**** Data entries

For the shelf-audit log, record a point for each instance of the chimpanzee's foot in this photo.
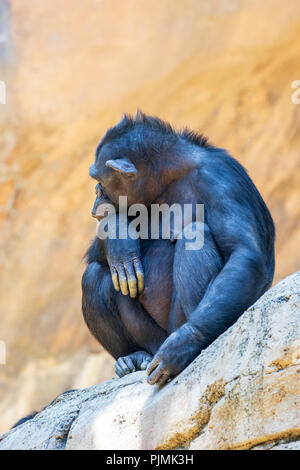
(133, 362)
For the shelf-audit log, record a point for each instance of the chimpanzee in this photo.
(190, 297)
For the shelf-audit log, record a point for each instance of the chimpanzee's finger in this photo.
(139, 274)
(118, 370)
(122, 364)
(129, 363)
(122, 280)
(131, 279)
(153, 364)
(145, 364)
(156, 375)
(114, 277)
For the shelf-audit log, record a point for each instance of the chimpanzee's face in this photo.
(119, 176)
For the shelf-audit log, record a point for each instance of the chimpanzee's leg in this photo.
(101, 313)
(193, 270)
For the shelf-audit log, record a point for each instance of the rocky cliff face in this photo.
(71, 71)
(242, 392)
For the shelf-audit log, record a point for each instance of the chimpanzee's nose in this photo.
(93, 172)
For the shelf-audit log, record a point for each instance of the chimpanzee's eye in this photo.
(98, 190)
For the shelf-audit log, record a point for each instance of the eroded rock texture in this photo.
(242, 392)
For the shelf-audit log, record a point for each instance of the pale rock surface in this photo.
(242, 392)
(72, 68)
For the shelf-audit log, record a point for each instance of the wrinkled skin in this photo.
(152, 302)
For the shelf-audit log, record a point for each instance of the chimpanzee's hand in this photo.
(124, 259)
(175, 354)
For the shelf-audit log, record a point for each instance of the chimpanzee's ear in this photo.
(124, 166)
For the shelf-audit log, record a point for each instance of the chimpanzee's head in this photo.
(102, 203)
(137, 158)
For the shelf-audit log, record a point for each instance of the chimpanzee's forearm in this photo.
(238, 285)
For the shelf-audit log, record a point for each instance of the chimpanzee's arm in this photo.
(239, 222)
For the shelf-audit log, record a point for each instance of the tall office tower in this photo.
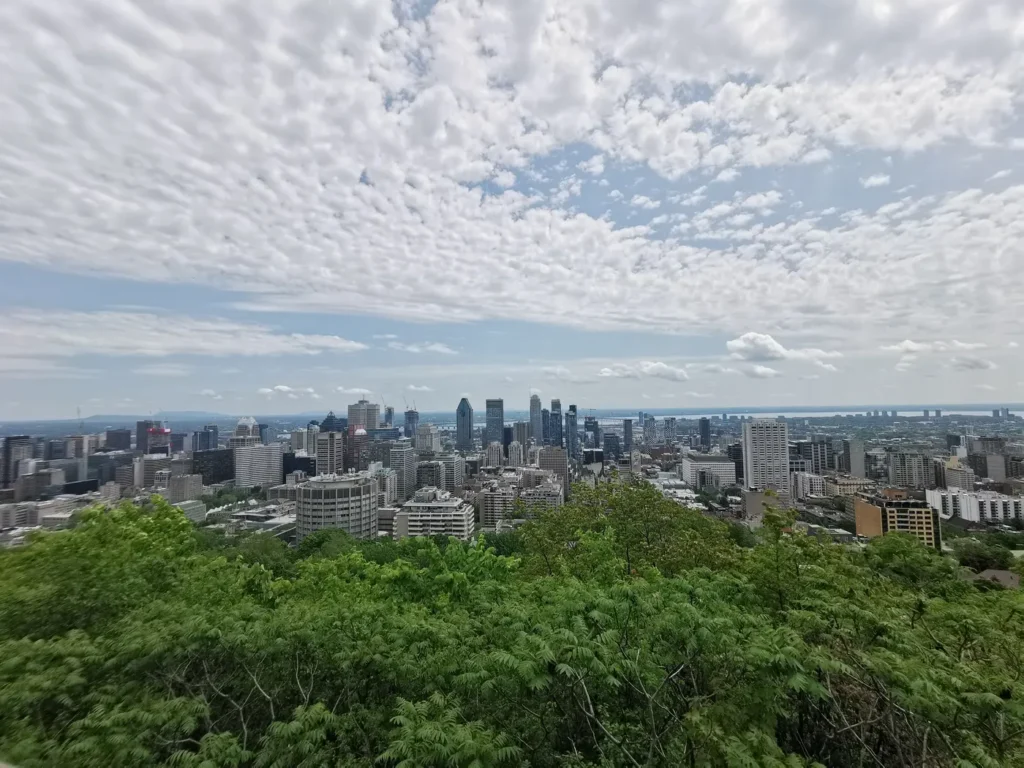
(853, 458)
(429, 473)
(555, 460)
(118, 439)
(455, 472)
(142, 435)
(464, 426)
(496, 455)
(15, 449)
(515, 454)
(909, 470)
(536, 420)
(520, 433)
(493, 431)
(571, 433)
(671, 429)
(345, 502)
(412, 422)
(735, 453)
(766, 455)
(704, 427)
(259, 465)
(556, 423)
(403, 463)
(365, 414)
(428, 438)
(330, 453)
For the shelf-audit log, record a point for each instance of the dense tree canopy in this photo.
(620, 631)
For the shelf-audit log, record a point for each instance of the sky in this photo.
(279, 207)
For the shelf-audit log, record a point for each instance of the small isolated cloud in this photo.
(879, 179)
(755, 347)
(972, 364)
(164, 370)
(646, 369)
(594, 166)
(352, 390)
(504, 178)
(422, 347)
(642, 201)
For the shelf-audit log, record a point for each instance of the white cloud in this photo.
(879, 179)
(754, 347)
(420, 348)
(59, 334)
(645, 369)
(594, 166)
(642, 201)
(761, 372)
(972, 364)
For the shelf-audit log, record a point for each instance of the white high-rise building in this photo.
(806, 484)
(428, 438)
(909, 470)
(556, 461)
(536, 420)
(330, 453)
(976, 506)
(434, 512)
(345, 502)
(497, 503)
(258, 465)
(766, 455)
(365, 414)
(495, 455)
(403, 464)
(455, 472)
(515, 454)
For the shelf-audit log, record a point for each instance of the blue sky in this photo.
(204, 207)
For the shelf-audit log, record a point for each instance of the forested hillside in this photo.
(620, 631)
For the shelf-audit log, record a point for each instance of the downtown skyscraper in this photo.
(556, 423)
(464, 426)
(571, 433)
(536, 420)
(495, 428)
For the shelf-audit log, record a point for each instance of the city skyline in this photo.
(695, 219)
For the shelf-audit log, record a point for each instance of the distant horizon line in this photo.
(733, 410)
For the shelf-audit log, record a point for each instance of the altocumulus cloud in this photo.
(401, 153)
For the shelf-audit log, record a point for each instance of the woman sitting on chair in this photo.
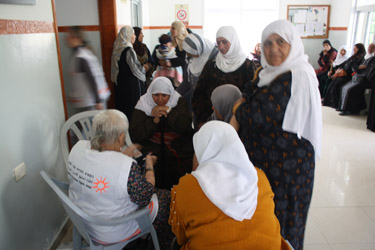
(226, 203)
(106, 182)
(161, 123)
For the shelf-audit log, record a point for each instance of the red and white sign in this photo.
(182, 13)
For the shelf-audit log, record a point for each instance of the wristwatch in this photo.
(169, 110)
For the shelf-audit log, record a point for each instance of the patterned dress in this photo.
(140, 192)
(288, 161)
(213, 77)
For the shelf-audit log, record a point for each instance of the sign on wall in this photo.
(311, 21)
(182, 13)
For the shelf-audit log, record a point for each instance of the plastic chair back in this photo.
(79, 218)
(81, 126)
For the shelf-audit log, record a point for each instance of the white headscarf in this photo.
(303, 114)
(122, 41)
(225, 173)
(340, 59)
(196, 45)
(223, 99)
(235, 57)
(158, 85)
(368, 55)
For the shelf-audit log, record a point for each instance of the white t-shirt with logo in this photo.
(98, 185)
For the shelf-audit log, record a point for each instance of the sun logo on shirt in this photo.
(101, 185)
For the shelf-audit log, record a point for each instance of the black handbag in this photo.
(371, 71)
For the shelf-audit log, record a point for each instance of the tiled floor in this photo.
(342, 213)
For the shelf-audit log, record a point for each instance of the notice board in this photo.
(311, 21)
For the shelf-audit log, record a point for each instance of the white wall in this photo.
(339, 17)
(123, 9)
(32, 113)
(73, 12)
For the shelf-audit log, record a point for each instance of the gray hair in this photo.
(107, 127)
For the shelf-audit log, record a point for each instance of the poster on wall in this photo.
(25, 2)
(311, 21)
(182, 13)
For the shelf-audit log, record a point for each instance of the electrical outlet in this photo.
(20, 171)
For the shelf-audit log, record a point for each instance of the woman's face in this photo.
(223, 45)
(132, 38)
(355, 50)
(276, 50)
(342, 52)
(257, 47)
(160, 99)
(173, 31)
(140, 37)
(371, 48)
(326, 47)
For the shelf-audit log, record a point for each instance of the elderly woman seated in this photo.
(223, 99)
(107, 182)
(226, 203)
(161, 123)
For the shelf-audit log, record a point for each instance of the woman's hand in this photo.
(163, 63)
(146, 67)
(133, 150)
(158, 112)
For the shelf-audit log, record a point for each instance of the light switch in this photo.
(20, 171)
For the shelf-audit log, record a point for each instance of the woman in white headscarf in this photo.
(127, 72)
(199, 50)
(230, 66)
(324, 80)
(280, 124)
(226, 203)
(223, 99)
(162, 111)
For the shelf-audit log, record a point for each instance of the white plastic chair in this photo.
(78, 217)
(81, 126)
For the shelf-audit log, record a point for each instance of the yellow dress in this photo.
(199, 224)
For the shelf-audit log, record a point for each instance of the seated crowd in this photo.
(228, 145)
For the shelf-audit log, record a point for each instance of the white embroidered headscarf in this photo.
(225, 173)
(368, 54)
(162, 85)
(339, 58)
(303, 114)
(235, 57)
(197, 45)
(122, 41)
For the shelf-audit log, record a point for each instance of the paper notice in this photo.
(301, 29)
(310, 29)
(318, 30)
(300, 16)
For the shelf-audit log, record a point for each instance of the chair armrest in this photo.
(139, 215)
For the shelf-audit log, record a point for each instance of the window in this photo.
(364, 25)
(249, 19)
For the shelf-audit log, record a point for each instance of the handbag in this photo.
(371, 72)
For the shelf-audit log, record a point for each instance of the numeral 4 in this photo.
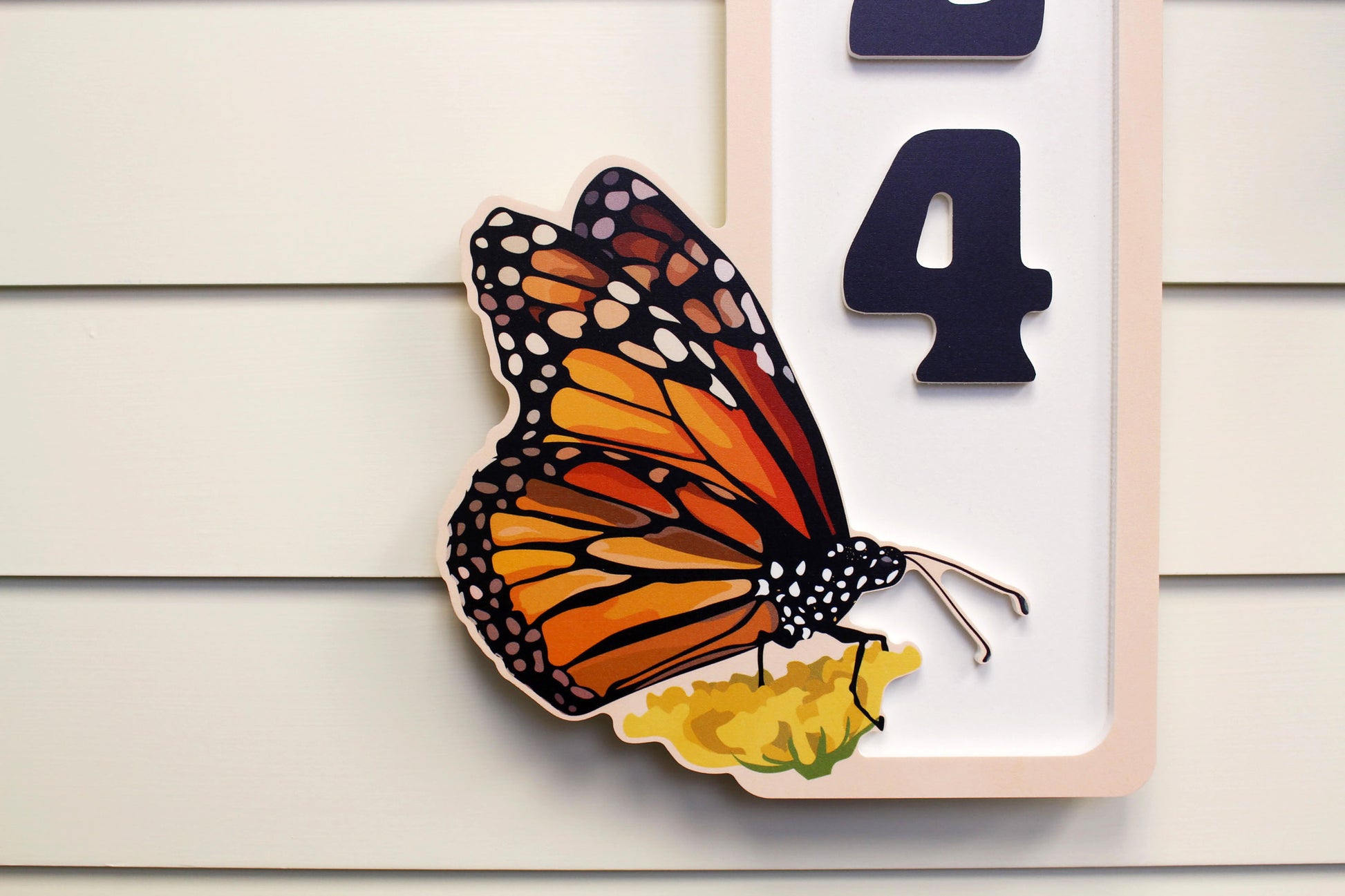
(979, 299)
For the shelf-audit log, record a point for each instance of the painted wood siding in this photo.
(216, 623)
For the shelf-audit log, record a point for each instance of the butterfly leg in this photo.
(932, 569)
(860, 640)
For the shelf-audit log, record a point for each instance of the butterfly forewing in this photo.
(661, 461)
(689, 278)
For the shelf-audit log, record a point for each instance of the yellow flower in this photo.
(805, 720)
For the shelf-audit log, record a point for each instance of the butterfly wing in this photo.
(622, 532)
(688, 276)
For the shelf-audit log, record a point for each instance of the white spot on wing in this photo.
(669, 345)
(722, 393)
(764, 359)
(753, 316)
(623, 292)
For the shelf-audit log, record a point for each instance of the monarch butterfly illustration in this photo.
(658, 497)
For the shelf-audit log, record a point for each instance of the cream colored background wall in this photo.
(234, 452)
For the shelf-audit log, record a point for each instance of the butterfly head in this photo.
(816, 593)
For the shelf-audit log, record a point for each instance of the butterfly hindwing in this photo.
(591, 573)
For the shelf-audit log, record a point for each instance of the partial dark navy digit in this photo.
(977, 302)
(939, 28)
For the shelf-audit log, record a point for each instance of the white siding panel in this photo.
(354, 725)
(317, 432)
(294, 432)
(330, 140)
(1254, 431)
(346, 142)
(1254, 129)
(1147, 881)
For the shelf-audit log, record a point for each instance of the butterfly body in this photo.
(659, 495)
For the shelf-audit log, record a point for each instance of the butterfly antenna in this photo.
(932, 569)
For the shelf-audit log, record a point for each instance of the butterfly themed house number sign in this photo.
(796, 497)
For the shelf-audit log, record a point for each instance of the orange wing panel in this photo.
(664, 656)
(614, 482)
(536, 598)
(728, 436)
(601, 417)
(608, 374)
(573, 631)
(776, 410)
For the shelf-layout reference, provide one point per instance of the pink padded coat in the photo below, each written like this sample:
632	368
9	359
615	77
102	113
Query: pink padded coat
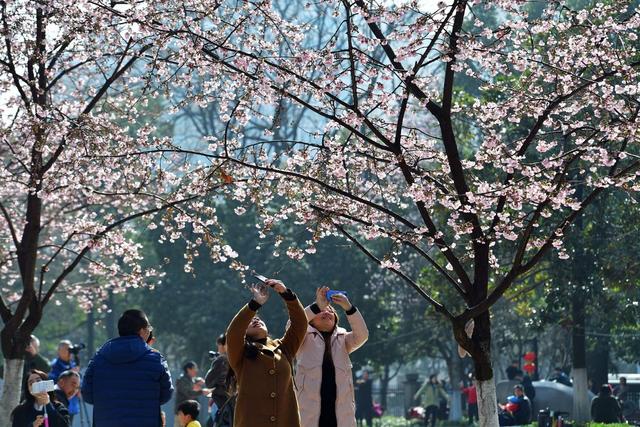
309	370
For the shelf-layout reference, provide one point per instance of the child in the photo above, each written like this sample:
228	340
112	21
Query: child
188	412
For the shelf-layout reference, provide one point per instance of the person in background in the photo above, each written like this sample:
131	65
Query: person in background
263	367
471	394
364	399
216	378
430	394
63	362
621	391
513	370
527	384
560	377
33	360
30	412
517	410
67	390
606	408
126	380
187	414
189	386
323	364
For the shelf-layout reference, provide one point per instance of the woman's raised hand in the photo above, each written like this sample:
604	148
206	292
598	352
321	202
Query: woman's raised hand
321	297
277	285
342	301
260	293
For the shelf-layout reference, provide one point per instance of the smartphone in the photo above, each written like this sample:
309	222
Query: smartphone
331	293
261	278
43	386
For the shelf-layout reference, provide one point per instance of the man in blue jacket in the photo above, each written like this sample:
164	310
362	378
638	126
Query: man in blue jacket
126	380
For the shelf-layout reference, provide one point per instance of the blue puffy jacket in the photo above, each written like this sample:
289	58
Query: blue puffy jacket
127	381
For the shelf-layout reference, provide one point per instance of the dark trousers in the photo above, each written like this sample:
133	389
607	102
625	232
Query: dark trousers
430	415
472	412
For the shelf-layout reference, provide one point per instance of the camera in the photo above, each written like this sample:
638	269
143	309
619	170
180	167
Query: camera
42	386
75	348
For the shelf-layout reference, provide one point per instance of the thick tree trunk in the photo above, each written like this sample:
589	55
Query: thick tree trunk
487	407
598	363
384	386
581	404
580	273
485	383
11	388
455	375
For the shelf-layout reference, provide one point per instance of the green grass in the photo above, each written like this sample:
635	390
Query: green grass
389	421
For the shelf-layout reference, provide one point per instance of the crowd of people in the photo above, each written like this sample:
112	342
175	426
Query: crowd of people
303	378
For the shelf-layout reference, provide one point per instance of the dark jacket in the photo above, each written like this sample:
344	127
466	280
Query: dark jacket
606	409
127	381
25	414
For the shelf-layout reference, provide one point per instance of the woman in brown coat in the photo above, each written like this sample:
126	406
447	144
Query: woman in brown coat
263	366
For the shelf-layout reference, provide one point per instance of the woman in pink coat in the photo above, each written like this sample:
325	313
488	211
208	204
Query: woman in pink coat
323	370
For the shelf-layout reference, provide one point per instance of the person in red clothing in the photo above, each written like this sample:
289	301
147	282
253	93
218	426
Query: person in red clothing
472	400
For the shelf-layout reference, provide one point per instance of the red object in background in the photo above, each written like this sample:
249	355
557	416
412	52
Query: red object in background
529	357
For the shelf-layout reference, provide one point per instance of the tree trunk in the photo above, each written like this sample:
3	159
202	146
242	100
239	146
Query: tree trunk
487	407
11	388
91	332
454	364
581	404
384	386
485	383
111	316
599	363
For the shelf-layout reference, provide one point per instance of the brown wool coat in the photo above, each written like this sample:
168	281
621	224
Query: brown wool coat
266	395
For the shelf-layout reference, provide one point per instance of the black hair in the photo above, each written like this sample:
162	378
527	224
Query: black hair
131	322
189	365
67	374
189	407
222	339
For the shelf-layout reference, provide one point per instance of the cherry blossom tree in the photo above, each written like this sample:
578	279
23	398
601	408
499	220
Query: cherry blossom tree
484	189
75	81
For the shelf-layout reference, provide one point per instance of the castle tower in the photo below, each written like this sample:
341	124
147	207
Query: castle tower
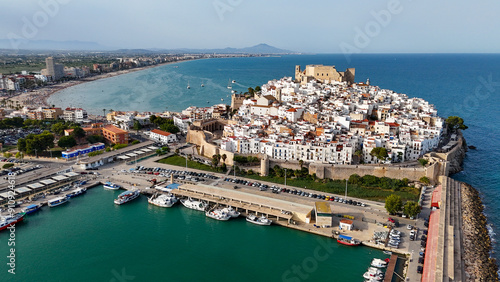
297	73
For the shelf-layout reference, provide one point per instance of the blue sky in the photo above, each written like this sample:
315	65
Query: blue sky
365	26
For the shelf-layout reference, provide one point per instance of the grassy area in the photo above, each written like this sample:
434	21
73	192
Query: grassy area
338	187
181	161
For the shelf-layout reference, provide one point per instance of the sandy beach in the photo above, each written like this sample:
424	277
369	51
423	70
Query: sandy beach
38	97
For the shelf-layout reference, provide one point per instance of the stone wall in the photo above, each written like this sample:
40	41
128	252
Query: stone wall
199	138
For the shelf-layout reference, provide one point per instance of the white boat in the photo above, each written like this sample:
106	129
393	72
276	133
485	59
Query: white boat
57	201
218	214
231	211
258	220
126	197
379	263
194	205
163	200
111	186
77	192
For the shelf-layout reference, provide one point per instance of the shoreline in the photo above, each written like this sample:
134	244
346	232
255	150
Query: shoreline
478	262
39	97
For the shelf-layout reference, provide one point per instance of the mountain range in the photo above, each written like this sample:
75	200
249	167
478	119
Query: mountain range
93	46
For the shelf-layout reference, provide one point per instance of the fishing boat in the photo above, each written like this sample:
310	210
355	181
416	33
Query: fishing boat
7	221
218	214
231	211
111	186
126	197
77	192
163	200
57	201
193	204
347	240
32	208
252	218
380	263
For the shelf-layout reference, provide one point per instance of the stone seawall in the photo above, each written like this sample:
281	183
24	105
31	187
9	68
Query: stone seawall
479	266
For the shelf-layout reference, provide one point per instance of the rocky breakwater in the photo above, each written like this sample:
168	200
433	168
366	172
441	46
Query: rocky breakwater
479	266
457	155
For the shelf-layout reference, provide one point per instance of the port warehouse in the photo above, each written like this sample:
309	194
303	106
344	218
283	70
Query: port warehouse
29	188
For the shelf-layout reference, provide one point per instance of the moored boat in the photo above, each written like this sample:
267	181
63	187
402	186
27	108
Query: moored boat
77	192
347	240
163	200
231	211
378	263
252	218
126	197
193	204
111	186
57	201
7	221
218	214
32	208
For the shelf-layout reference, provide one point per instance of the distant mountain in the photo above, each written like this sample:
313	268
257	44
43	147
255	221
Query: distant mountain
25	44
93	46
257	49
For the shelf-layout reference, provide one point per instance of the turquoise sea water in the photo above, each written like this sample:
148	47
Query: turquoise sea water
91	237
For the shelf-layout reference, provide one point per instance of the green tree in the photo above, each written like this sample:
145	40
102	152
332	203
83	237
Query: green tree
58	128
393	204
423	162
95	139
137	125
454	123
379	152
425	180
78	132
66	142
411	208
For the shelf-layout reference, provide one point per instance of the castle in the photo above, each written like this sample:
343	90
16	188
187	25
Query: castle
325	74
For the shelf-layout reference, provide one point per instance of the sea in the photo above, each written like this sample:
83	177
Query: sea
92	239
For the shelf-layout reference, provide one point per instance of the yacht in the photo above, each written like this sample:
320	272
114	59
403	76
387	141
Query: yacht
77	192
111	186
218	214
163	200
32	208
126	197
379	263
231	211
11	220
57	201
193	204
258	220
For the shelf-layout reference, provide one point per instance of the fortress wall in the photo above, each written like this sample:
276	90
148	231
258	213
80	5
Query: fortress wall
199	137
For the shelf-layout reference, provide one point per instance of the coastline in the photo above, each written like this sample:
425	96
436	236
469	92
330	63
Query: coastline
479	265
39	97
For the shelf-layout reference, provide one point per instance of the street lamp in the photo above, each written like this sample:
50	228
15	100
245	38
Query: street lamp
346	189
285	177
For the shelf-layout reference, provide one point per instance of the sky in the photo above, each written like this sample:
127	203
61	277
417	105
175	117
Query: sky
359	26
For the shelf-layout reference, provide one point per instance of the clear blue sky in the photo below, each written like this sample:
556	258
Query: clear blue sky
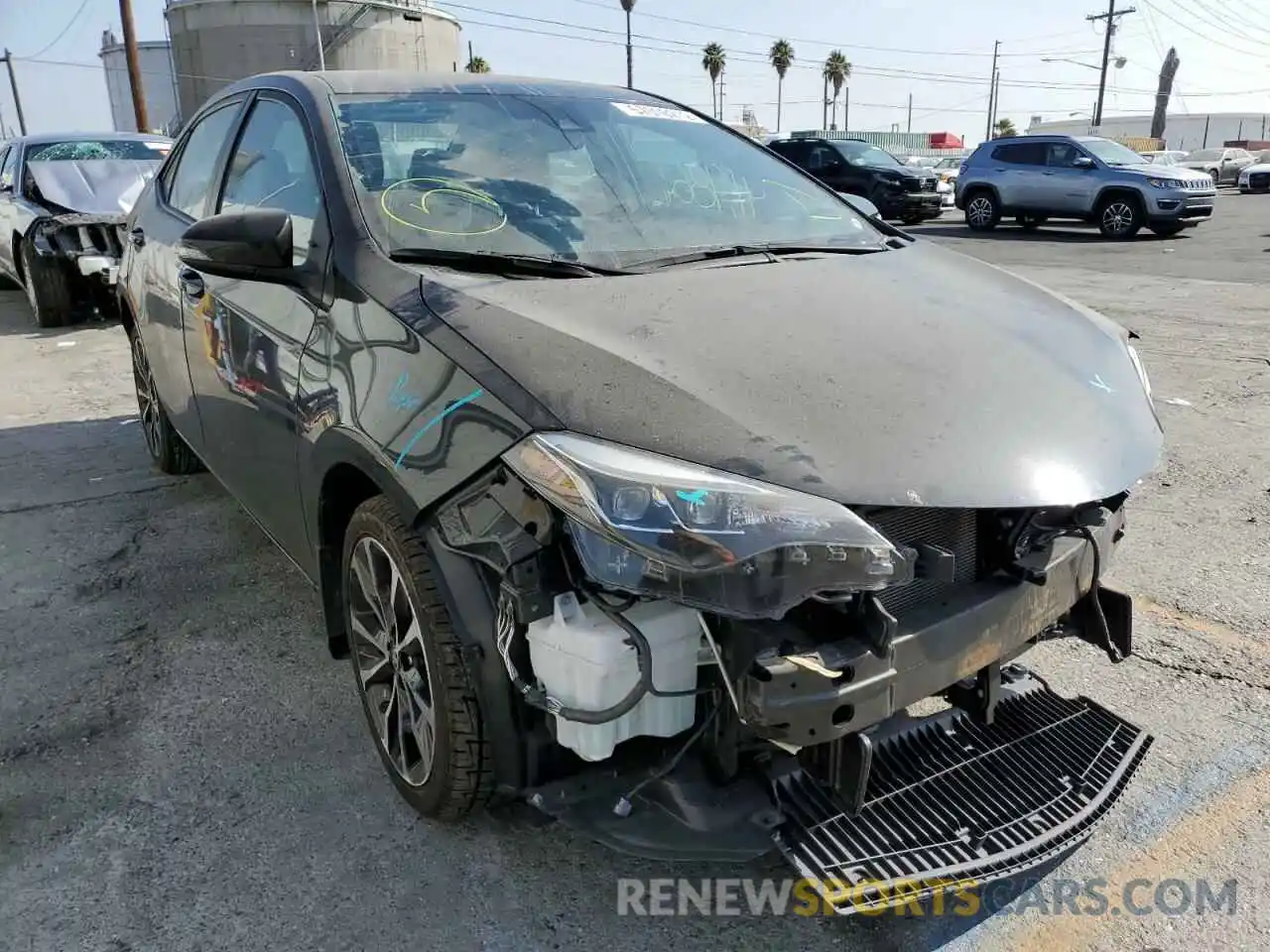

********

Problem to solve:
Extract word for word every line from the line that contains "of the coastline" to the final line of the data, both included, and nothing else; skip the pictures.

Result for this task:
For the shelf-layout reference, provide one point per instance of the coastline in the photo above, each written like this sample:
425	96
436	236
469	92
330	63
Query: coastline
479	265
39	97
For the shelf-layout reference, provide one point per instance of the street lamp in the photo above, each written like this sample:
50	228
15	100
245	38
Query: street lamp
346	189
285	177
For the shelf-layout reference, provide one point per instance of the sky in the photo above, each written like this sample:
127	203
61	277
417	105
175	117
Query: sky
359	26
For the shelf-layout reference, provide one point per instance of the clear blue sky in the photo below, each written like this sample:
556	258
Query: clear blue sky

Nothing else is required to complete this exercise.